Work instructions:
Format every line of the data below as a numbered list, skipping blank lines. Leave the pictures out of your answer.

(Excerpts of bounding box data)
┄┄┄┄┄┄

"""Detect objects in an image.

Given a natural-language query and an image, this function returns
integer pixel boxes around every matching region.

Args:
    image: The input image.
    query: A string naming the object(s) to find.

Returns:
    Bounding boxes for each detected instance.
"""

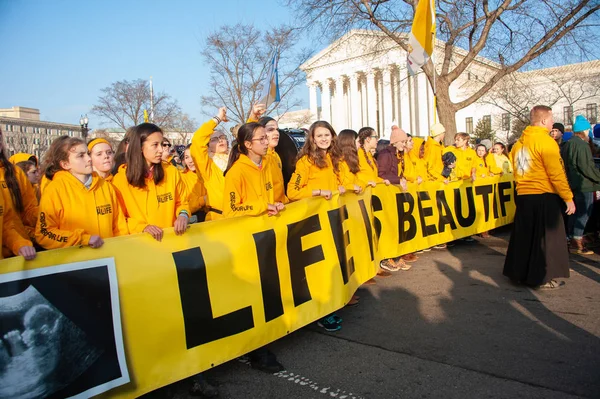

┄┄┄┄┄┄

Result for this exercise:
1. """Detect objects in an image.
2. Given a natural-language query and an image, this function returns
3. integer pixel boxes around every matching region.
4. Args:
5.     image: The input image.
6.     query: A string naming the object(s) to find.
7. Returns:
8.     Bounding boxes for each detected instance.
9. """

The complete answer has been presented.